REQUIREMENT. In the items below, recast the stretch from the line containing "Locate the worker's gloved" through the line containing "pixel 652 144" as a JSON list of strings, one per line, leaving out blank lines.
─── TASK MATERIAL
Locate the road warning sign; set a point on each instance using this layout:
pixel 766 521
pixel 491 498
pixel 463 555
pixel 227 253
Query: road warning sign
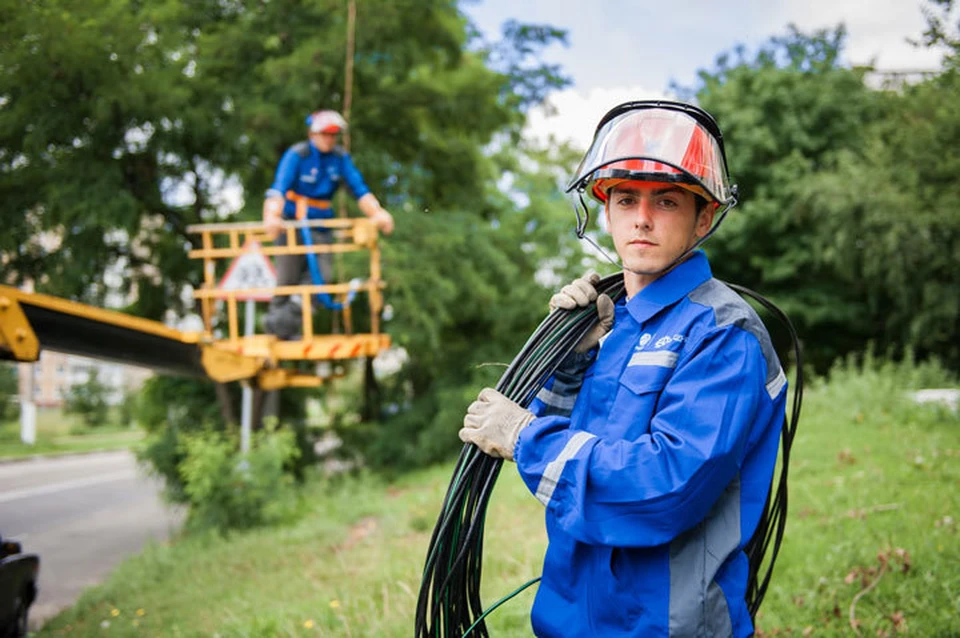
pixel 252 269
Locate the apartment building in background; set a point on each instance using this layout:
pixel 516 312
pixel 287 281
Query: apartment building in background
pixel 55 373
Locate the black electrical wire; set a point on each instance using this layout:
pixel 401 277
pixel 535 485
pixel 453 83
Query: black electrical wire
pixel 773 522
pixel 449 602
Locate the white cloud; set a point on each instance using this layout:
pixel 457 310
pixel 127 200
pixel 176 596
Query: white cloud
pixel 573 114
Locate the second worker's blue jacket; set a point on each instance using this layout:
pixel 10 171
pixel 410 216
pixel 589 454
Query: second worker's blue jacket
pixel 308 172
pixel 655 472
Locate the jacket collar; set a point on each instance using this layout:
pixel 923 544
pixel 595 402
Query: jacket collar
pixel 671 287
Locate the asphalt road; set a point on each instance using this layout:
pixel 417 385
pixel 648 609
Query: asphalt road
pixel 82 514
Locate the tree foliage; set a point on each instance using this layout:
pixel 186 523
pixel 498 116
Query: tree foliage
pixel 847 218
pixel 123 122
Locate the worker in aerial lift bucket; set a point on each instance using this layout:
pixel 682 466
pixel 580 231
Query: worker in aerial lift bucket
pixel 654 446
pixel 311 172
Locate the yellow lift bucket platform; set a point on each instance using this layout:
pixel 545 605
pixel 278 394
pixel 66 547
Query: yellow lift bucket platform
pixel 230 241
pixel 31 321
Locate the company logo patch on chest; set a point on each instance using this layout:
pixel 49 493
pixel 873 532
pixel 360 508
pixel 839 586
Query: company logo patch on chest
pixel 310 177
pixel 661 343
pixel 659 354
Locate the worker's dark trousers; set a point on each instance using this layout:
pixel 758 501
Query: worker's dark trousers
pixel 284 317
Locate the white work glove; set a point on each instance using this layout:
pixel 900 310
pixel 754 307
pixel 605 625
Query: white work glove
pixel 493 423
pixel 579 293
pixel 273 216
pixel 383 220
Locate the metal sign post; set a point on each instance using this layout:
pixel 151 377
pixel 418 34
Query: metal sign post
pixel 252 269
pixel 28 408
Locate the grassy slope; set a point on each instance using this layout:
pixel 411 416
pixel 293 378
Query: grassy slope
pixel 870 474
pixel 59 433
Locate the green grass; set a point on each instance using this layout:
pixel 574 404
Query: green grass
pixel 871 475
pixel 59 433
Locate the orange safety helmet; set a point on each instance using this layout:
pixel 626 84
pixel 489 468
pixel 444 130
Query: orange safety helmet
pixel 656 141
pixel 326 122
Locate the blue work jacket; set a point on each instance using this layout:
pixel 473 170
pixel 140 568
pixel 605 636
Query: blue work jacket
pixel 655 472
pixel 306 171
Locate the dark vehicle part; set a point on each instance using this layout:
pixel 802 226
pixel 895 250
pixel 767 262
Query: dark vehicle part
pixel 18 588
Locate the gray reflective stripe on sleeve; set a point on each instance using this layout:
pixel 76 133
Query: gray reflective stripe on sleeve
pixel 774 386
pixel 551 475
pixel 662 358
pixel 558 401
pixel 730 309
pixel 698 606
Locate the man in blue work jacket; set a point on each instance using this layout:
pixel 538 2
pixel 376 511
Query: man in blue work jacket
pixel 654 446
pixel 311 172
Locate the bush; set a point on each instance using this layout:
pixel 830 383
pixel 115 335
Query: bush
pixel 228 490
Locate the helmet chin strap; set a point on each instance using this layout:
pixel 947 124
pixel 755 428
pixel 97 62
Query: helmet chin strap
pixel 584 220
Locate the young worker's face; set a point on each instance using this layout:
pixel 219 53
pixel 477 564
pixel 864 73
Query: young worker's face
pixel 324 141
pixel 652 224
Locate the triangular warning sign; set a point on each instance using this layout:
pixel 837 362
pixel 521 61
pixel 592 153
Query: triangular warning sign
pixel 252 269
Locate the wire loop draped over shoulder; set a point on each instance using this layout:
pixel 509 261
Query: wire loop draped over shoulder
pixel 449 602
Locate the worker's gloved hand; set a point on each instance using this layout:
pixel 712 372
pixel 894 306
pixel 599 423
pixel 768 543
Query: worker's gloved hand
pixel 493 423
pixel 579 293
pixel 383 220
pixel 273 216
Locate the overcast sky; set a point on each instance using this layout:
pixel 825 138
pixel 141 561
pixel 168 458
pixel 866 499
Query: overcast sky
pixel 632 49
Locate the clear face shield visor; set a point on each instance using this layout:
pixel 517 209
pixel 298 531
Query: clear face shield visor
pixel 652 144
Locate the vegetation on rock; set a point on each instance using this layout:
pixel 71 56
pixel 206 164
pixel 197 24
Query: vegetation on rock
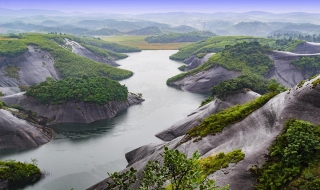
pixel 215 123
pixel 293 161
pixel 181 173
pixel 249 58
pixel 12 48
pixel 18 173
pixel 96 90
pixel 218 43
pixel 214 163
pixel 308 65
pixel 180 37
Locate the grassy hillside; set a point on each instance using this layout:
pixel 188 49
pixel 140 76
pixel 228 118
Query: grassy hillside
pixel 246 57
pixel 96 90
pixel 139 42
pixel 180 37
pixel 67 63
pixel 218 43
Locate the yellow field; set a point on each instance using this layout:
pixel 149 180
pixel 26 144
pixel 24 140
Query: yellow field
pixel 138 41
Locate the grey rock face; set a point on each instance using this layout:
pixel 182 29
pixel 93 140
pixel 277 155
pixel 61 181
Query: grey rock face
pixel 285 73
pixel 35 65
pixel 195 118
pixel 71 112
pixel 9 90
pixel 17 133
pixel 253 135
pixel 307 48
pixel 80 50
pixel 204 81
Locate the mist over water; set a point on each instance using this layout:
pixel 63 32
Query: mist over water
pixel 82 154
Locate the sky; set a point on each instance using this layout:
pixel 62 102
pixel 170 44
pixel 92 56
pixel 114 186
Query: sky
pixel 151 6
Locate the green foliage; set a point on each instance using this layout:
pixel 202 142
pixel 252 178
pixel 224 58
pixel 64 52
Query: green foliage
pixel 242 83
pixel 212 164
pixel 249 58
pixel 308 65
pixel 294 149
pixel 2 104
pixel 182 67
pixel 71 65
pixel 12 71
pixel 215 123
pixel 206 101
pixel 93 90
pixel 218 43
pixel 19 173
pixel 182 173
pixel 180 37
pixel 12 48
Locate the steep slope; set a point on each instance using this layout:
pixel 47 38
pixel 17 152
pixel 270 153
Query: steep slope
pixel 32 67
pixel 17 133
pixel 194 61
pixel 82 51
pixel 253 135
pixel 195 118
pixel 71 112
pixel 285 73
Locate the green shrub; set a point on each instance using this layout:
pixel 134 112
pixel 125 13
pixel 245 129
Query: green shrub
pixel 296 148
pixel 215 123
pixel 97 90
pixel 18 173
pixel 212 164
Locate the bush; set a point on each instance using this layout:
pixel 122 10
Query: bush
pixel 97 90
pixel 18 173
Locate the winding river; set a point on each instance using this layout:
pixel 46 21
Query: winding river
pixel 82 154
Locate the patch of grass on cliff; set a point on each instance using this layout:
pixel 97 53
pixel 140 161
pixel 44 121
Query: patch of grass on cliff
pixel 249 58
pixel 139 42
pixel 293 160
pixel 12 71
pixel 69 64
pixel 218 43
pixel 18 173
pixel 214 163
pixel 12 48
pixel 217 122
pixel 96 90
pixel 308 65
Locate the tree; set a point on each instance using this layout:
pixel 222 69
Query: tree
pixel 181 173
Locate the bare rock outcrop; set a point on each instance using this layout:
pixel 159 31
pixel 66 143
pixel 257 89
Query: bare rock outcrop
pixel 253 135
pixel 33 67
pixel 82 51
pixel 72 112
pixel 195 118
pixel 18 133
pixel 205 80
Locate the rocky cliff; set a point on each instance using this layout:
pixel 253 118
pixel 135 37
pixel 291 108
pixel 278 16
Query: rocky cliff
pixel 18 133
pixel 32 67
pixel 285 73
pixel 253 135
pixel 71 112
pixel 80 50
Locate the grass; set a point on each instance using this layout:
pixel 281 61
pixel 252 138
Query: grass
pixel 139 42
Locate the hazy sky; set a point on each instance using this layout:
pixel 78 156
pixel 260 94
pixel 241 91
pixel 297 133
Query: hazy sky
pixel 147 6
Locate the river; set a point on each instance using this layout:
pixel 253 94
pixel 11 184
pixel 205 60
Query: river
pixel 80 155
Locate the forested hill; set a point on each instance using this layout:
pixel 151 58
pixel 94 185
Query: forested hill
pixel 66 63
pixel 180 37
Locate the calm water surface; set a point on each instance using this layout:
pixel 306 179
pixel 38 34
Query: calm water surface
pixel 82 154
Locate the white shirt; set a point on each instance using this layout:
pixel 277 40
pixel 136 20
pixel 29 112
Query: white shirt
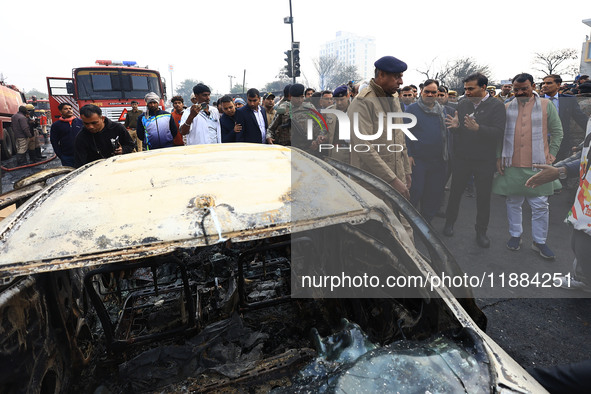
pixel 259 117
pixel 204 129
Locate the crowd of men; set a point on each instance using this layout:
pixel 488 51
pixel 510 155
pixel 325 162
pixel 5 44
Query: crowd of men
pixel 494 141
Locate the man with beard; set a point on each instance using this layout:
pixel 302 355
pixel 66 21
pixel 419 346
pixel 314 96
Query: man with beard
pixel 269 106
pixel 156 128
pixel 63 134
pixel 253 119
pixel 428 155
pixel 476 128
pixel 100 138
pixel 530 120
pixel 568 110
pixel 201 124
pixel 407 97
pixel 279 131
pixel 380 97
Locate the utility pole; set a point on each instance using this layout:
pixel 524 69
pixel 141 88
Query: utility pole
pixel 289 20
pixel 171 67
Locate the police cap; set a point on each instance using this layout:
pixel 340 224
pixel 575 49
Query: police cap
pixel 390 64
pixel 341 91
pixel 297 90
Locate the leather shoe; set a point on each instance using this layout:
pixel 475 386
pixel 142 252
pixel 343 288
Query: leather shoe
pixel 482 240
pixel 448 230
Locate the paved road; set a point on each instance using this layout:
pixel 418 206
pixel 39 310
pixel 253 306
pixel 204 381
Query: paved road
pixel 535 328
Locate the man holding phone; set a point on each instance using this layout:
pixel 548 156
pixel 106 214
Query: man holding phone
pixel 100 138
pixel 201 123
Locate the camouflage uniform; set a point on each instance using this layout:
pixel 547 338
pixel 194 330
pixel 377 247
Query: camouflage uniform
pixel 341 154
pixel 299 126
pixel 280 128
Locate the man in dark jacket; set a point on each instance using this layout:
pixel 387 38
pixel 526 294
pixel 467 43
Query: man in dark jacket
pixel 228 122
pixel 156 128
pixel 567 109
pixel 477 127
pixel 428 155
pixel 22 134
pixel 63 134
pixel 100 138
pixel 253 119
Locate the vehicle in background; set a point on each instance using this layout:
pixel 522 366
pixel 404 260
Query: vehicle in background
pixel 110 85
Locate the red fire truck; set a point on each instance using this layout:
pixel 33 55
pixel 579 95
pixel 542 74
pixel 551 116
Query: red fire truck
pixel 10 99
pixel 110 85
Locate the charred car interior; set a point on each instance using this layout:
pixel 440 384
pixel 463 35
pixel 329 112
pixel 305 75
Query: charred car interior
pixel 217 310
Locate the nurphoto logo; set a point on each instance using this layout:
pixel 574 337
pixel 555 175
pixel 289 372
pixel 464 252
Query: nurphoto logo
pixel 345 130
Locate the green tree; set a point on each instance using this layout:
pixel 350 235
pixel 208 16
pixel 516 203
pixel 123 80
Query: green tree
pixel 185 88
pixel 34 92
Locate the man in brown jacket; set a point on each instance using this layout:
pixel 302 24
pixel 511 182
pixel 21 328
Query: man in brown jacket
pixel 381 157
pixel 387 159
pixel 22 133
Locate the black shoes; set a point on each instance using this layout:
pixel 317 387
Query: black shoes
pixel 482 240
pixel 448 230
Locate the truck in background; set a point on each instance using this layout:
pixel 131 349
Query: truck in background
pixel 110 85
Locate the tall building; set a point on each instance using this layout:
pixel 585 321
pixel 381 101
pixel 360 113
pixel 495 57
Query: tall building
pixel 351 49
pixel 586 53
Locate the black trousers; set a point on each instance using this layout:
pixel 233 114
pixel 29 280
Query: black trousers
pixel 462 170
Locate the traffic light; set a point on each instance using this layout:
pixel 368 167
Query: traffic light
pixel 295 56
pixel 288 59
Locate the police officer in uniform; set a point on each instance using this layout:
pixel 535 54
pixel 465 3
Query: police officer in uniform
pixel 279 131
pixel 301 112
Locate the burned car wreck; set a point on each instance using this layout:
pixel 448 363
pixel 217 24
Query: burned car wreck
pixel 178 270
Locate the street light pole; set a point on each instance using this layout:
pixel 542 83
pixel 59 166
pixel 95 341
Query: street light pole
pixel 291 25
pixel 290 21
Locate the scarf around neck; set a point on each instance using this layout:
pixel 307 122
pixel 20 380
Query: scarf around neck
pixel 537 134
pixel 437 110
pixel 69 120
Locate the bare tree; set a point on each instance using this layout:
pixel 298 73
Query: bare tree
pixel 556 62
pixel 439 73
pixel 332 72
pixel 281 80
pixel 453 72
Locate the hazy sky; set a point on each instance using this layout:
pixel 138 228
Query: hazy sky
pixel 203 42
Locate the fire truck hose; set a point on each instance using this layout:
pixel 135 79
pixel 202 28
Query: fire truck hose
pixel 29 165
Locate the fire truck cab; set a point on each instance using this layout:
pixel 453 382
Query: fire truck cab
pixel 110 85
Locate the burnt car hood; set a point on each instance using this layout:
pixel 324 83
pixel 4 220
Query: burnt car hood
pixel 150 203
──────
THE RESPONSE.
[
  "Locate the worker's gloved hand; set a point on each instance using this layout:",
  "pixel 712 372",
  "pixel 894 306",
  "pixel 599 423",
  "pixel 768 543",
  "Query: worker's gloved hand",
  "pixel 493 423",
  "pixel 579 293",
  "pixel 383 220",
  "pixel 273 216",
  "Locate the overcast sky; set a point on each instance using this layout:",
  "pixel 825 138",
  "pixel 141 561",
  "pixel 168 458",
  "pixel 866 499",
  "Query: overcast sky",
  "pixel 632 49",
  "Locate the clear face shield visor; set a point on each instance using this layout:",
  "pixel 517 209",
  "pixel 298 531",
  "Query: clear face shield visor",
  "pixel 652 144"
]